_WHAT TO WORK ON_
Can you convert the rows below into a Markdown table with the columns Index and Line, starting at the first line and ending at the line that contains "point(283, 80)"? Give each line its own number, and leave out blank lines and the pictures.

_SOURCE MATERIAL_
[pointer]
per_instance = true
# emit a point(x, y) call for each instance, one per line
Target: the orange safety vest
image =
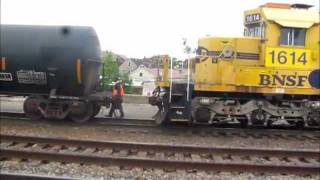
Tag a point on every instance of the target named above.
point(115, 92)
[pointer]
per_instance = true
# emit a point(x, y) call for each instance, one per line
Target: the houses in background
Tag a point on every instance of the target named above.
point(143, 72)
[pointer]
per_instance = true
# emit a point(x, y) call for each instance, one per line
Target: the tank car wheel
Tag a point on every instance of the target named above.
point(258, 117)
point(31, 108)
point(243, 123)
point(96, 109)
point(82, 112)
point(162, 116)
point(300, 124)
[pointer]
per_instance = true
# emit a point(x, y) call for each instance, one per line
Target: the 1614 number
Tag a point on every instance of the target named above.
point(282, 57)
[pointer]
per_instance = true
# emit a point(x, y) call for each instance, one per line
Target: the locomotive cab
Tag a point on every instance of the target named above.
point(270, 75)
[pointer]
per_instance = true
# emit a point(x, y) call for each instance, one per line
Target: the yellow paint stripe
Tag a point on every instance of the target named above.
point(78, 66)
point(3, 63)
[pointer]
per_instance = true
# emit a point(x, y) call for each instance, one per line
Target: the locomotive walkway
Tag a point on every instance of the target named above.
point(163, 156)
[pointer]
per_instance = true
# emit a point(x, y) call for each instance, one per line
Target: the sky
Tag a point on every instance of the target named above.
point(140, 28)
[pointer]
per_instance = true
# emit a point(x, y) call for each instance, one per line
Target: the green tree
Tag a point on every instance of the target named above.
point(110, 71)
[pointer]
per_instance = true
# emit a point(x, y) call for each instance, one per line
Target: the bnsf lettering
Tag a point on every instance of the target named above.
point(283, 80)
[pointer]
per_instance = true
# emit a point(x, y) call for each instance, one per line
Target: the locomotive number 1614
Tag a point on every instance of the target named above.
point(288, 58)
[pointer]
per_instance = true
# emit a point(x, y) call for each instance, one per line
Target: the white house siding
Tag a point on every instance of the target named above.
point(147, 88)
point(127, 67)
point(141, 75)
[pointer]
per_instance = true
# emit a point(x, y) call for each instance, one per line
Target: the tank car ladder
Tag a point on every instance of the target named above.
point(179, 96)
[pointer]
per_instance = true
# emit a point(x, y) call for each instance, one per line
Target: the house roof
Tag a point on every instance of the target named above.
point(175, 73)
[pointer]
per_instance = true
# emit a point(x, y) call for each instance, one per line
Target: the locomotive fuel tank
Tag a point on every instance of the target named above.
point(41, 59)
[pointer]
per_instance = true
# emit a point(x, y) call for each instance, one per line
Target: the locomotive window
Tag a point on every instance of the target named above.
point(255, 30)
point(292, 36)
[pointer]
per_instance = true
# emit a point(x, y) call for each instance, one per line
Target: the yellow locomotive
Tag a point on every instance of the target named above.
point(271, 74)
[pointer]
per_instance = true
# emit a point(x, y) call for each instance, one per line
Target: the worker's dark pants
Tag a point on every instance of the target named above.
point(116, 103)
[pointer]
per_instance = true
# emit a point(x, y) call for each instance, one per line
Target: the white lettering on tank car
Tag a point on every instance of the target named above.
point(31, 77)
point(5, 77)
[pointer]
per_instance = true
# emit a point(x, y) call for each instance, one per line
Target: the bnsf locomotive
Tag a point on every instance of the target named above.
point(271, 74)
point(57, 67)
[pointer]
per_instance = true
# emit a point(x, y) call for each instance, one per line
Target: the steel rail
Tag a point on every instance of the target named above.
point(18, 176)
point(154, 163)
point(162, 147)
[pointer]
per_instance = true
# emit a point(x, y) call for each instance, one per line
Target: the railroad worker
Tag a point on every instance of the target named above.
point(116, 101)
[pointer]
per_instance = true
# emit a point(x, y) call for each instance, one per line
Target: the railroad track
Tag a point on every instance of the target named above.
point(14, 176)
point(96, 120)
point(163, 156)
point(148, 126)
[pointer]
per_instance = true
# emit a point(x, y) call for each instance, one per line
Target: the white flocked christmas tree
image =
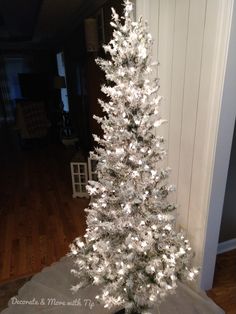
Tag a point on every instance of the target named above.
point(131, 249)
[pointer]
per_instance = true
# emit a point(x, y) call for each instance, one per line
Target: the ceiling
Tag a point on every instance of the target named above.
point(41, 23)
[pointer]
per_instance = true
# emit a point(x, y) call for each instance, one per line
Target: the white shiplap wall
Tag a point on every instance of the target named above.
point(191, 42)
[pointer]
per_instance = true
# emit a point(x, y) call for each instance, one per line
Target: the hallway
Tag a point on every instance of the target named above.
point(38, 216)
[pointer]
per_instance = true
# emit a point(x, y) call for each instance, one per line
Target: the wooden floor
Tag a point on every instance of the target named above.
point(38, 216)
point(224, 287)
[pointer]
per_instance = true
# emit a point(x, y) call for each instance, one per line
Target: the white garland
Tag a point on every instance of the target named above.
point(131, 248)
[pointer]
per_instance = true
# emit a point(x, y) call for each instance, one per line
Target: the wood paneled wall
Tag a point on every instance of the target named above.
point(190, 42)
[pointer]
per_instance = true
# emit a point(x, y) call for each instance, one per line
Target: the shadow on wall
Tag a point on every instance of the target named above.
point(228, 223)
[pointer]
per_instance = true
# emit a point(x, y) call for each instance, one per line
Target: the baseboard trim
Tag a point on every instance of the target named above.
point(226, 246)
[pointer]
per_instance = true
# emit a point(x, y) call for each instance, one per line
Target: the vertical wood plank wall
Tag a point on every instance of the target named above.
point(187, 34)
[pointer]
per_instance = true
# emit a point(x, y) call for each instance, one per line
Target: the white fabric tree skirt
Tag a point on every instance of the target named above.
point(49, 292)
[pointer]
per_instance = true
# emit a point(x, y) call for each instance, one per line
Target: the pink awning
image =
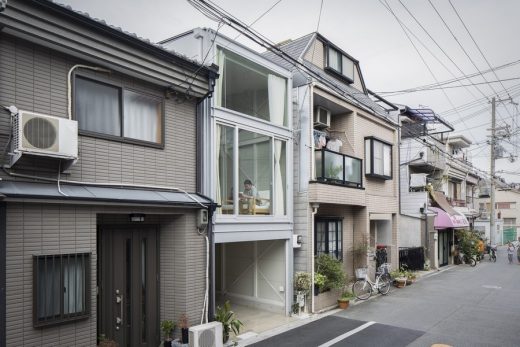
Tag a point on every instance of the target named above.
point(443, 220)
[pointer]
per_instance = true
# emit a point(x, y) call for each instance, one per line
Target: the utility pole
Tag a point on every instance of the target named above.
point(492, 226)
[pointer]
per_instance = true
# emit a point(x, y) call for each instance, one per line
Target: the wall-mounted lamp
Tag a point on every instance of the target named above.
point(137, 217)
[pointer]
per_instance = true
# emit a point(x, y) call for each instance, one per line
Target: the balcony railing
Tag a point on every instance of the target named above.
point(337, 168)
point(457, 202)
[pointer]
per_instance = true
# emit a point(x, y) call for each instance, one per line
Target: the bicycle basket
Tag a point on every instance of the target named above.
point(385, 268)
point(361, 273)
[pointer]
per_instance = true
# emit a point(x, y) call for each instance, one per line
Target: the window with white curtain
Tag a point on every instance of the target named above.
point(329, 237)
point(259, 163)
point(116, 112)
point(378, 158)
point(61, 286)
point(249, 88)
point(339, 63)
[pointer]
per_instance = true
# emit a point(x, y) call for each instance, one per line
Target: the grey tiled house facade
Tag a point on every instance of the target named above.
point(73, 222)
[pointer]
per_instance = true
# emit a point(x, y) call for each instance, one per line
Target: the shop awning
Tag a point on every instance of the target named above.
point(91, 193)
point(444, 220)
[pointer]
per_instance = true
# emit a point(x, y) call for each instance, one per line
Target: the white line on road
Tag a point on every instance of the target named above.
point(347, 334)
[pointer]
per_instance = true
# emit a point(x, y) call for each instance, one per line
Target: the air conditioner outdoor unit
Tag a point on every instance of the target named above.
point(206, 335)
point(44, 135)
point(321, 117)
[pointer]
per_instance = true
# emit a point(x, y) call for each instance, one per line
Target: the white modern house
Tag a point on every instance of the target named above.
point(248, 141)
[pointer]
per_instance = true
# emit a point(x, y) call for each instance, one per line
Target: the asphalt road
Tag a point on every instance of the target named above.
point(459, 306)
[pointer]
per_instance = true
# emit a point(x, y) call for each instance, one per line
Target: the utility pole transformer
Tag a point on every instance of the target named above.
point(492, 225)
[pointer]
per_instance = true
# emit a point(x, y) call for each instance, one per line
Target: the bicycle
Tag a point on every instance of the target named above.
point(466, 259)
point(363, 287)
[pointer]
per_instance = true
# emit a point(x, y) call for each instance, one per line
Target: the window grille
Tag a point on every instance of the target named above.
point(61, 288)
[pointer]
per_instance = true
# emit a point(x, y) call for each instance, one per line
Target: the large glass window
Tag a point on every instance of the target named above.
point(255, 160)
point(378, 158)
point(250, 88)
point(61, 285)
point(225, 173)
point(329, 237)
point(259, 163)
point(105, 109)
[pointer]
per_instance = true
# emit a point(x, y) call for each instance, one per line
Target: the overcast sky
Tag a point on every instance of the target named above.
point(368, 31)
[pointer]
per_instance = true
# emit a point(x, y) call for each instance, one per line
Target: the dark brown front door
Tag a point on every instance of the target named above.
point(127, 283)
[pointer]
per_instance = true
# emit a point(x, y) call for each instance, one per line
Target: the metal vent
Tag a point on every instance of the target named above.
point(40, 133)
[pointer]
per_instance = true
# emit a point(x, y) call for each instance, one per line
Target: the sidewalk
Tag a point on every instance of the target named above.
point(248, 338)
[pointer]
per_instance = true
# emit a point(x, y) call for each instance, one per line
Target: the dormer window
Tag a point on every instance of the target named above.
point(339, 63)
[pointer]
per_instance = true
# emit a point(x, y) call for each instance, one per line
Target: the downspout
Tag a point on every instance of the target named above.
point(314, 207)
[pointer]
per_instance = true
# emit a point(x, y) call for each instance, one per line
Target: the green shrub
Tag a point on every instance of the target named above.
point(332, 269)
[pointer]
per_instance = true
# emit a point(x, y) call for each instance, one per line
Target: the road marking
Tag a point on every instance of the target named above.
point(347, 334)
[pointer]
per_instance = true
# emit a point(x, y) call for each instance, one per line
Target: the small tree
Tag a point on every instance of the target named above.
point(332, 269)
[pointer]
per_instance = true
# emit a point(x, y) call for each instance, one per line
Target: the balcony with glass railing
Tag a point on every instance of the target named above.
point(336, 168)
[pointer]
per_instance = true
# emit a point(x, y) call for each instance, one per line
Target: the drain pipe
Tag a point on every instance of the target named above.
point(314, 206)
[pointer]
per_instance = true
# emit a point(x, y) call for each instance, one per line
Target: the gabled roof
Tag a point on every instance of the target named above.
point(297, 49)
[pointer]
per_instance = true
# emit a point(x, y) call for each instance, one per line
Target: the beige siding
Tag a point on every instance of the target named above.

_RIGHT ANSWER_
| Index | Line |
|---|---|
| 1 | [pointer] |
| 2 | per_instance = true |
| 3 | # emit a point(x, y) call for each instance, one per line |
| 4 | Target: the orange safety vest |
| 5 | image = |
| 6 | Tag a point on every instance of the target named above. |
| 7 | point(115, 92) |
| 8 | [pointer] |
| 9 | per_instance = true |
| 10 | # emit a point(x, y) call for each instance, one per line |
| 11 | Target: the houses in background |
| 12 | Tag a point on every instance of the target named above. |
| 13 | point(143, 72) |
| 14 | [pointer] |
| 15 | per_instance = true |
| 16 | # emit a point(x, y) call for each instance, one per line |
| 17 | Target: the tank car wheel |
| 18 | Tag a point on every instance of the target named above. |
| 19 | point(258, 117) |
| 20 | point(31, 108) |
| 21 | point(243, 123) |
| 22 | point(96, 109) |
| 23 | point(82, 112) |
| 24 | point(162, 116) |
| 25 | point(300, 124) |
| 26 | [pointer] |
| 27 | per_instance = true |
| 28 | # emit a point(x, y) call for each instance, one per line |
| 29 | Target: the 1614 number |
| 30 | Tag a point on every instance of the target named above. |
| 31 | point(282, 57) |
| 32 | [pointer] |
| 33 | per_instance = true |
| 34 | # emit a point(x, y) call for each instance, one per line |
| 35 | Target: the locomotive cab |
| 36 | Tag a point on every instance of the target named above. |
| 37 | point(270, 75) |
| 38 | [pointer] |
| 39 | per_instance = true |
| 40 | # emit a point(x, y) call for each instance, one per line |
| 41 | Target: the yellow paint stripe |
| 42 | Tag a point on every instance of the target named above. |
| 43 | point(78, 66) |
| 44 | point(3, 63) |
| 45 | [pointer] |
| 46 | per_instance = true |
| 47 | # emit a point(x, y) call for each instance, one per line |
| 48 | Target: the locomotive walkway |
| 49 | Tag a point on every instance of the target named above. |
| 50 | point(163, 156) |
| 51 | [pointer] |
| 52 | per_instance = true |
| 53 | # emit a point(x, y) call for each instance, one per line |
| 54 | Target: the sky |
| 55 | Tag a point on every instance of the target named above. |
| 56 | point(140, 28) |
| 57 | [pointer] |
| 58 | per_instance = true |
| 59 | # emit a point(x, y) call for each instance, one per line |
| 60 | Target: the green tree |
| 61 | Tag a point on every instance of the target named above. |
| 62 | point(110, 71) |
| 63 | [pointer] |
| 64 | per_instance = true |
| 65 | # emit a point(x, y) call for each instance, one per line |
| 66 | Target: the bnsf lettering |
| 67 | Tag a point on every instance of the target named above. |
| 68 | point(283, 80) |